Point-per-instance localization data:
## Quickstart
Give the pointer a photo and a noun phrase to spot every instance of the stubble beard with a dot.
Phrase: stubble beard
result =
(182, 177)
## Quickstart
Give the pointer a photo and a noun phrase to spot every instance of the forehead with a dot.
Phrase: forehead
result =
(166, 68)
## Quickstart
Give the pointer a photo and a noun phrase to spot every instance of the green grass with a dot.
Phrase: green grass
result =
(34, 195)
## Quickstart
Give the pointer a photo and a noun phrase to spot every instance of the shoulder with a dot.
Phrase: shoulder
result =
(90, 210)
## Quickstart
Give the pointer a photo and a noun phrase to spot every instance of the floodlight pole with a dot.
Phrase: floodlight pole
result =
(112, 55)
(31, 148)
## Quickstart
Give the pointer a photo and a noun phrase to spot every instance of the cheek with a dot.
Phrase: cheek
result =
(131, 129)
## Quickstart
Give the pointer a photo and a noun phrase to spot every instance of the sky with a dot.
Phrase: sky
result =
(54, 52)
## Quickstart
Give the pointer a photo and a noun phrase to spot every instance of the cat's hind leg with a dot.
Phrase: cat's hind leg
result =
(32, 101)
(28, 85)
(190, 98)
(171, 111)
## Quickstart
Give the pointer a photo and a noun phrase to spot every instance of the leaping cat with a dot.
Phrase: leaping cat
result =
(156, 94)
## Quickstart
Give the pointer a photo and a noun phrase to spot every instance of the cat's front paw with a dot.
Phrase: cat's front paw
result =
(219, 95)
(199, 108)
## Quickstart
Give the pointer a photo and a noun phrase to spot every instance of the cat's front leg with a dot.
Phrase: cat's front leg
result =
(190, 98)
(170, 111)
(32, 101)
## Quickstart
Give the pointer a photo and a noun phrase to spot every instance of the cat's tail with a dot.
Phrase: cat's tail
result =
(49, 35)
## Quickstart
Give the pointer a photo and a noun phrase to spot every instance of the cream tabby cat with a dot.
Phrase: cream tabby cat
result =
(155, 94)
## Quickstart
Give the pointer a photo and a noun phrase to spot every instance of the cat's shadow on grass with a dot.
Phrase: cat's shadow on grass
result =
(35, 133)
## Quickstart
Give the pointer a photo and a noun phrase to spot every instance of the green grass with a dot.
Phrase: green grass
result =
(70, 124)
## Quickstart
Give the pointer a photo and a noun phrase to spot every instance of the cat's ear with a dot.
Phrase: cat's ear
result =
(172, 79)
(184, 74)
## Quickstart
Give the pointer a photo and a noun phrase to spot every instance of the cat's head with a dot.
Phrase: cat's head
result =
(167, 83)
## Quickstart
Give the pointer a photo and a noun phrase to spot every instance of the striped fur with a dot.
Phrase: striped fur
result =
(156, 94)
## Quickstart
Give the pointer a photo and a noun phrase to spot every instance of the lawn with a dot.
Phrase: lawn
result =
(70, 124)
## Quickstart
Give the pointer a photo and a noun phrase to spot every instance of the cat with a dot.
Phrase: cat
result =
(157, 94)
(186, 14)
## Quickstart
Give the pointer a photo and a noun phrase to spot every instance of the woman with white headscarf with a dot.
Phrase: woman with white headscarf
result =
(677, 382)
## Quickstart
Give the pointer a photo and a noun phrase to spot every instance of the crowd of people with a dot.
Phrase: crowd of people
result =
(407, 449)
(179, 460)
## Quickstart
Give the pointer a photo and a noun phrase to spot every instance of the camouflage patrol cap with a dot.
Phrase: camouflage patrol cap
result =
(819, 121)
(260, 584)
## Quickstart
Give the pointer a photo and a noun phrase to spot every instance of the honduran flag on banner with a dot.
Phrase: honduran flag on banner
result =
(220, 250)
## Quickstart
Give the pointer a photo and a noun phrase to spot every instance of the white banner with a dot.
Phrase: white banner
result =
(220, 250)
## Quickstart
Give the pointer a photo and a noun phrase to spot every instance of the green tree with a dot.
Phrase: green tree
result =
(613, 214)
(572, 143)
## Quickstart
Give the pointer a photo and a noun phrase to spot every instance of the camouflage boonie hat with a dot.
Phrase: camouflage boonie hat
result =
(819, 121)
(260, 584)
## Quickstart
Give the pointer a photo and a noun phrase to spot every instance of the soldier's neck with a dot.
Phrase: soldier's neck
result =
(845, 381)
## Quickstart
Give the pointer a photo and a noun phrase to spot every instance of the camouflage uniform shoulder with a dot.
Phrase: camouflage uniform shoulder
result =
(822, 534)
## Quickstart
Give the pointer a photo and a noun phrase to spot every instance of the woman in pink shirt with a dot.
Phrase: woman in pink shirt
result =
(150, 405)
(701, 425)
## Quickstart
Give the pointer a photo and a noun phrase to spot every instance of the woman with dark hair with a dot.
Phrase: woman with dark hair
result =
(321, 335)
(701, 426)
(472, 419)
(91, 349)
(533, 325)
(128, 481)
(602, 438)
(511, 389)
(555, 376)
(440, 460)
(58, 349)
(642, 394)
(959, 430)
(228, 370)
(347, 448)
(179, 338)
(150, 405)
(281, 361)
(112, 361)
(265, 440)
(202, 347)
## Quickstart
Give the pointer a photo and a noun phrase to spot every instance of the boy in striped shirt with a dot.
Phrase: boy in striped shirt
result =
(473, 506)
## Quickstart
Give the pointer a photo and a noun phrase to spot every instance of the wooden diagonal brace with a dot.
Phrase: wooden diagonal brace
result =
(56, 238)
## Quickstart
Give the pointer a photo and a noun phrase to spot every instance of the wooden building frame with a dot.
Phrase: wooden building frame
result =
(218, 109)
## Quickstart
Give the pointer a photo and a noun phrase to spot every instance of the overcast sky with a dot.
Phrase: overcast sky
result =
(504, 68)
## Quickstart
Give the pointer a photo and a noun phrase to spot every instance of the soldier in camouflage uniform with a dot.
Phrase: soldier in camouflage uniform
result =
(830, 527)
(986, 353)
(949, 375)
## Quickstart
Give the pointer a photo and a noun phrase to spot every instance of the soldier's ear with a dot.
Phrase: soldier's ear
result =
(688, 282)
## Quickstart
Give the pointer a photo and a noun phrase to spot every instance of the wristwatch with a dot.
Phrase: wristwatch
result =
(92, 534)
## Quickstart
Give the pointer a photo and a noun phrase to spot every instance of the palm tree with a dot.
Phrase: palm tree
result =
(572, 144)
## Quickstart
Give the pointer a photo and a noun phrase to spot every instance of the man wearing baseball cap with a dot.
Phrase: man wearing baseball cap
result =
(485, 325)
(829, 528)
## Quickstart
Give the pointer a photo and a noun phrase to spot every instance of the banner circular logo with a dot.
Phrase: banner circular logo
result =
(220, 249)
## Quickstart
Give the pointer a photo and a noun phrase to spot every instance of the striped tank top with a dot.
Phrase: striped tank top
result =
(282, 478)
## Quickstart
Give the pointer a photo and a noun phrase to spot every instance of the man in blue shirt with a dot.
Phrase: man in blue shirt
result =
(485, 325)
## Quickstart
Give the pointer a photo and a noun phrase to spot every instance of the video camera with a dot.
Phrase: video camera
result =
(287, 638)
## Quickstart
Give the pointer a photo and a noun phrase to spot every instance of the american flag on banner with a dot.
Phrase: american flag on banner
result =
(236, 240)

...

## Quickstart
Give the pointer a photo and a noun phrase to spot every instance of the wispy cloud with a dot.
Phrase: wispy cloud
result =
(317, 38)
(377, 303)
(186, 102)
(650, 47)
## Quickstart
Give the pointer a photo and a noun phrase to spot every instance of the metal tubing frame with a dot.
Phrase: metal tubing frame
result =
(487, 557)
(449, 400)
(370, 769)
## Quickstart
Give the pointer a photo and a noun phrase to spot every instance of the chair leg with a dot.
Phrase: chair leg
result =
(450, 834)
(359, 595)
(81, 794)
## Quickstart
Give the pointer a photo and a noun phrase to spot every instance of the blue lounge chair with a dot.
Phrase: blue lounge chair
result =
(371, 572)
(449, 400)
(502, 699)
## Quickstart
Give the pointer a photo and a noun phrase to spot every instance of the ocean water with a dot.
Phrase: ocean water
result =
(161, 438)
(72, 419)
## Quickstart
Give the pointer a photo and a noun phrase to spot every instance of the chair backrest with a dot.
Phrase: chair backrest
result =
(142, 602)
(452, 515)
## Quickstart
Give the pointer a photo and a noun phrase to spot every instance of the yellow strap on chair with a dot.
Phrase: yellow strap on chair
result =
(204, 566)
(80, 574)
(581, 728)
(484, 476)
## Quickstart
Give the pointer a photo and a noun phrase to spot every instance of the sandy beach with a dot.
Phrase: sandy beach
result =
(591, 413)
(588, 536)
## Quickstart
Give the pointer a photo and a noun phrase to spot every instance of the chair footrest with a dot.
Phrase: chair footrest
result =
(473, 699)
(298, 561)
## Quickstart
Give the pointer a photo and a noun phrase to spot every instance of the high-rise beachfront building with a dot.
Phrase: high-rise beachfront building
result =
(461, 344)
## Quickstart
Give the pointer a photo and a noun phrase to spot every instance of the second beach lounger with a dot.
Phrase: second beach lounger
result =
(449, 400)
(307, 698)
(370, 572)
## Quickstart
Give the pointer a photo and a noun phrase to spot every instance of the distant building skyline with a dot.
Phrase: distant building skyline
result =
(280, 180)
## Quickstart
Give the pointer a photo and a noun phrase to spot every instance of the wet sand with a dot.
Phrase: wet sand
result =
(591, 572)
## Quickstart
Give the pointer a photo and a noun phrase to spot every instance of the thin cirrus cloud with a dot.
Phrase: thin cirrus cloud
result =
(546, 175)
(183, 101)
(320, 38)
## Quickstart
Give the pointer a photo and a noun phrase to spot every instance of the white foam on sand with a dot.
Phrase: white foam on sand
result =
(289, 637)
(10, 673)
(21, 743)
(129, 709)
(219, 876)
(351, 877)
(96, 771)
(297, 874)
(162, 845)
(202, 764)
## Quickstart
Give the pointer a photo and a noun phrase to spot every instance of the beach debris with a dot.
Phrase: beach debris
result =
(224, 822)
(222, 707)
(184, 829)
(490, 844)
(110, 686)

...

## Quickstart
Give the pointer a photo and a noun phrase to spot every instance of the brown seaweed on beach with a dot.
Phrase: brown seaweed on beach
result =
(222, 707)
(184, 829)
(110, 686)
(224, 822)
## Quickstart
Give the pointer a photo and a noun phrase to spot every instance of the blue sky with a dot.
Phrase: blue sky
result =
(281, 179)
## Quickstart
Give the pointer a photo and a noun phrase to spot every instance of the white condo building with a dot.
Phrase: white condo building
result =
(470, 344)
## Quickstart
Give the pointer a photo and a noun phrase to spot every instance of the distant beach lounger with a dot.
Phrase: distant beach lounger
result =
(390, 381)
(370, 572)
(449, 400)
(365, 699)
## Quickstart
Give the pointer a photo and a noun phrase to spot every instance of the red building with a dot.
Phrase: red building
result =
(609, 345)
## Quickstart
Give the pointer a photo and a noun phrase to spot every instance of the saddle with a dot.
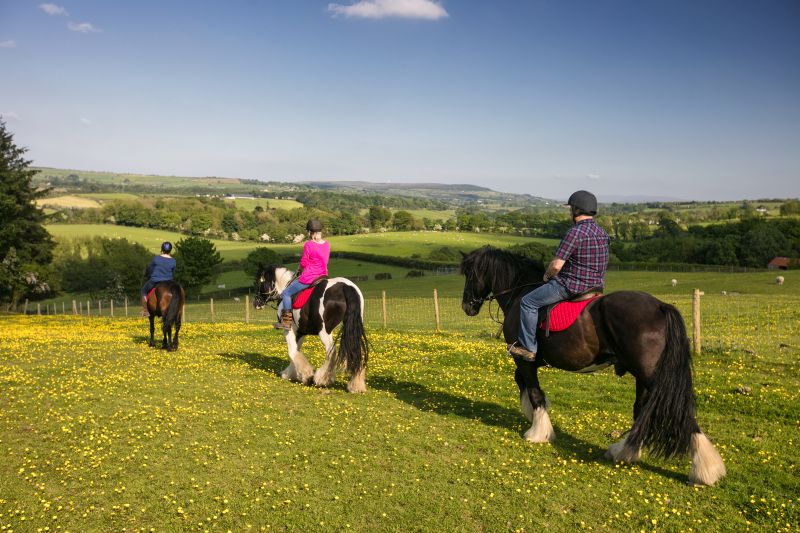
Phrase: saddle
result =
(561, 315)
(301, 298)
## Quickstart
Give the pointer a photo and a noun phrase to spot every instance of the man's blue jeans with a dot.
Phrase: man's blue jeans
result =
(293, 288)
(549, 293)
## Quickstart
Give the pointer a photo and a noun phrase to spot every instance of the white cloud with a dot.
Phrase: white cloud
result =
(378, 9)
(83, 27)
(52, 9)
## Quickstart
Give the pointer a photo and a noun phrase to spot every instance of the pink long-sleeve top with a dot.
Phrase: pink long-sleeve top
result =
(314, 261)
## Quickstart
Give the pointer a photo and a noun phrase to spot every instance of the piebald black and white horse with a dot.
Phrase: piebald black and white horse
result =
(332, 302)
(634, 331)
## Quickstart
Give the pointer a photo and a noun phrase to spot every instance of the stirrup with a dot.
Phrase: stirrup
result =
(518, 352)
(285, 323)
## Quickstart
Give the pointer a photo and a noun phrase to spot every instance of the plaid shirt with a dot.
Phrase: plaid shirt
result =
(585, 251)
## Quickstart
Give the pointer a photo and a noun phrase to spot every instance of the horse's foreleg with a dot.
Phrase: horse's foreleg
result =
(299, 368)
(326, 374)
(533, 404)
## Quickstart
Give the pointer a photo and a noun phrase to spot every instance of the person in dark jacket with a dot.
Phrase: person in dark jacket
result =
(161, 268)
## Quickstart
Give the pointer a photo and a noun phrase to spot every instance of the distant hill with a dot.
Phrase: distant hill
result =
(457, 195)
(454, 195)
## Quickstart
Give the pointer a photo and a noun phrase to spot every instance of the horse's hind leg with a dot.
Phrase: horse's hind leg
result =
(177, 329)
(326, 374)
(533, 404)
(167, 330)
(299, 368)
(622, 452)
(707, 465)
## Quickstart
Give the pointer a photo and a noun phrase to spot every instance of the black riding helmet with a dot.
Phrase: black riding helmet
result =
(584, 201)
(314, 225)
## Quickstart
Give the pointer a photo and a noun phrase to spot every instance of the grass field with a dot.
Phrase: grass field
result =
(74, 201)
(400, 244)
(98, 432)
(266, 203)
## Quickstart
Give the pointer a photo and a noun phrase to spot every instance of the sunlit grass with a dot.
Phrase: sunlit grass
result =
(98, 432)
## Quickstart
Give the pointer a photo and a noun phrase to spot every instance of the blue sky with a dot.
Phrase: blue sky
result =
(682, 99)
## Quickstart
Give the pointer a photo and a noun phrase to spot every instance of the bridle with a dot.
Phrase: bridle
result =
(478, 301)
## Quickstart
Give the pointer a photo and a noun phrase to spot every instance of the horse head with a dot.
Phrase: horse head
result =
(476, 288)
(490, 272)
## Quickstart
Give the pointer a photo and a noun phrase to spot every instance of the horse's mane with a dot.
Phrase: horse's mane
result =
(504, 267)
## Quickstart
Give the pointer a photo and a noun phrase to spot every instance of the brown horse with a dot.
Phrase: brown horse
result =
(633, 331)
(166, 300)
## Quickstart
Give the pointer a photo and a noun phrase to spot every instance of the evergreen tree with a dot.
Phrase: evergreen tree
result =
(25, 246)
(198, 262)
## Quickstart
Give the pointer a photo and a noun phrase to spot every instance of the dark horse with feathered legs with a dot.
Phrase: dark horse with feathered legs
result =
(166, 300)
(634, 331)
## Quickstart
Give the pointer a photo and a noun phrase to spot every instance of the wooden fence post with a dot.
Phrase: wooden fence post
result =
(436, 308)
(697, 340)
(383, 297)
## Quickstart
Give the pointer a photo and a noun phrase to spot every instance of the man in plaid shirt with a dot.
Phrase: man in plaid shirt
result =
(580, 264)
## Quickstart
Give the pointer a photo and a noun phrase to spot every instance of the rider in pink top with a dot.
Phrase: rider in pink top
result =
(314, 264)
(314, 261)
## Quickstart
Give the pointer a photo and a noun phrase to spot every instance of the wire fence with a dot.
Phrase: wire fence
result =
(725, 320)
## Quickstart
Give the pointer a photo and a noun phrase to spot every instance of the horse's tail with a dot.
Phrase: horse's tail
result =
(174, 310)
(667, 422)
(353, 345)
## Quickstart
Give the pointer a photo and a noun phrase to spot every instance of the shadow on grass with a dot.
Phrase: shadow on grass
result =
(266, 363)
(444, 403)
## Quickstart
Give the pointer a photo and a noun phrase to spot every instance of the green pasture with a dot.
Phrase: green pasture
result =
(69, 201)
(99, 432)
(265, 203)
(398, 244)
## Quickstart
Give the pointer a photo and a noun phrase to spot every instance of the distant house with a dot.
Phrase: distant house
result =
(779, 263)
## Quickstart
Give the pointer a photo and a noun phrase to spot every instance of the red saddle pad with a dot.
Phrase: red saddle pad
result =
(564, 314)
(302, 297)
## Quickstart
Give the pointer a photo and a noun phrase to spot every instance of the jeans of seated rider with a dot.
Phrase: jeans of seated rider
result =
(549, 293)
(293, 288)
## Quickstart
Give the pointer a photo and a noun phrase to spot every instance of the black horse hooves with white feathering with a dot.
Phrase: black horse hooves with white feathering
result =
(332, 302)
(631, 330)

## Problem requirements
When a line in the data contains the string "jacket", copy that line.

## Result for this task
Give the pointer a photo and a noun phrase to spot every instance of the person in dark jacket with a dot.
Phrase: person in dark jacket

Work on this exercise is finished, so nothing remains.